- Input:
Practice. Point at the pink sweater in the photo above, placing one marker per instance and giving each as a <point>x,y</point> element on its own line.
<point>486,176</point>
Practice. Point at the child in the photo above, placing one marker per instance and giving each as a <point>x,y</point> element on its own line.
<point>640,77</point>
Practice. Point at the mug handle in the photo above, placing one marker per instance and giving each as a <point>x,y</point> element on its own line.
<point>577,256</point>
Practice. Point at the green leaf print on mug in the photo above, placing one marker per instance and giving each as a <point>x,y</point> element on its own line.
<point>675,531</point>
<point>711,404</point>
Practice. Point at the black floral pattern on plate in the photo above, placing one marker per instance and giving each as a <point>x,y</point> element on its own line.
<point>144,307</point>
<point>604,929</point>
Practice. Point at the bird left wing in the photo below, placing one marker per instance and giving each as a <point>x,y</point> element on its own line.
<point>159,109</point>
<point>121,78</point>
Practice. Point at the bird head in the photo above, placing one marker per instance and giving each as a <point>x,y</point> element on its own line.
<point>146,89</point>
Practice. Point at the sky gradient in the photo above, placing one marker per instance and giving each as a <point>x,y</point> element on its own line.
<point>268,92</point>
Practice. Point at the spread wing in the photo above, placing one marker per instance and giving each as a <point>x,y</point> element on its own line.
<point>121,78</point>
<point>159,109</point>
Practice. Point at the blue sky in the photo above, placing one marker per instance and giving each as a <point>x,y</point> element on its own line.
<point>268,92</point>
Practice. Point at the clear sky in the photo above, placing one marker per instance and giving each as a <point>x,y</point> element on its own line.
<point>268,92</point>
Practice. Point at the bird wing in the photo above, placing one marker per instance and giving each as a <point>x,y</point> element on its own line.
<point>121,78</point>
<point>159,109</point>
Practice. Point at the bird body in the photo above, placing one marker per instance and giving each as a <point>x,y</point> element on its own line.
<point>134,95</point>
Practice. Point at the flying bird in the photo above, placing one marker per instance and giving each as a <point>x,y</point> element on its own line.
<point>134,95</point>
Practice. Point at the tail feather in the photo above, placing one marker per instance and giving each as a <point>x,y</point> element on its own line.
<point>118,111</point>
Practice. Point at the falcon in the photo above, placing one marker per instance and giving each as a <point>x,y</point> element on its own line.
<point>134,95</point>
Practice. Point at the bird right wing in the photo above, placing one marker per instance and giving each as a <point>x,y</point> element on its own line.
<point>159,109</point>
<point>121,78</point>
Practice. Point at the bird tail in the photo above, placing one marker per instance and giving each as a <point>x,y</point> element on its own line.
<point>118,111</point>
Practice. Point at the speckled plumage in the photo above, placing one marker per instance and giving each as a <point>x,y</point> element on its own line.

- Required work:
Please rewrite all the data above, substituting "dot" for "marker" everywhere it occurs and keeping everything else unchanged.

- Complete output:
Practice. Point at the pink sweater in the photo above, placing one dot per instance and giving each as a <point>x,y</point> element on its own line.
<point>486,176</point>
Practice. Point at the child in the photo above, placing one dot per instance and giving each as a <point>x,y</point> element on its own line.
<point>640,77</point>
Practice. Point at the mug handle in the photo above, placing one dot per instance and giving each as a <point>x,y</point> element on its own line.
<point>577,256</point>
Practice. Point at the green leaf print on mug in the photo above, placing one dot per instance and giving each as a <point>x,y</point> element on its own line.
<point>675,531</point>
<point>711,404</point>
Practice. Point at the black floral pattern on plate in the photo above, placing one dot per instance and giving each as a <point>x,y</point> element on its own line.
<point>144,307</point>
<point>604,929</point>
Practice. Point at the bird left wing in the photo below, placing one dot per instance and giving each as a <point>x,y</point> element on its own line.
<point>159,109</point>
<point>121,78</point>
Practice. Point at the bird head in the photo above, placing one dot per instance and giving each as a <point>x,y</point> element on its own line.
<point>146,89</point>
Practice. Point at the sky gradient in the photo above, placing one dot per instance and giving each as a <point>x,y</point> element on its own line.
<point>268,92</point>
Practice. Point at the spread wing in the photo above, placing one dot per instance and giving each as a <point>x,y</point> element on its own line.
<point>121,78</point>
<point>159,109</point>
Practice. Point at the blue sky in the photo above, placing one dot per instance and giving each as a <point>x,y</point> element on its own line.
<point>268,92</point>
Practice. Point at the clear sky in the photo above, placing one dot per instance and giving each as a <point>x,y</point> element on its own line.
<point>268,92</point>
Practice. Point at the bird wing in the photo above, placing one dot per instance and giving each as a <point>x,y</point> element on its own line.
<point>121,78</point>
<point>159,109</point>
Practice. Point at the bird body in the photo above, placing one dot per instance and giving each as a <point>x,y</point> element on its own line.
<point>134,95</point>
Practice. Point at the flying bird in the photo above, placing one dot per instance and giving each as a <point>x,y</point> element on its own line.
<point>134,95</point>
Practice. Point at the tail feather in the photo above, placing one dot per instance and giving each as a <point>x,y</point> element on its own line.
<point>118,111</point>
Practice. Point at the falcon in the photo above, placing one dot per instance and giving each as a <point>x,y</point> element on its own line.
<point>134,95</point>
Practice. Point at the bird right wing in the photo above, placing one dot per instance and giving each as a <point>x,y</point> element on its own line.
<point>159,109</point>
<point>121,78</point>
Practice. Point at the bird tail in the photo above, placing one dot per instance and giving each as a <point>x,y</point> element on its own line.
<point>118,111</point>
Practice. Point at the speckled plumage in the photo above, placing one dot per instance and giving each as a <point>x,y</point> element on its own line.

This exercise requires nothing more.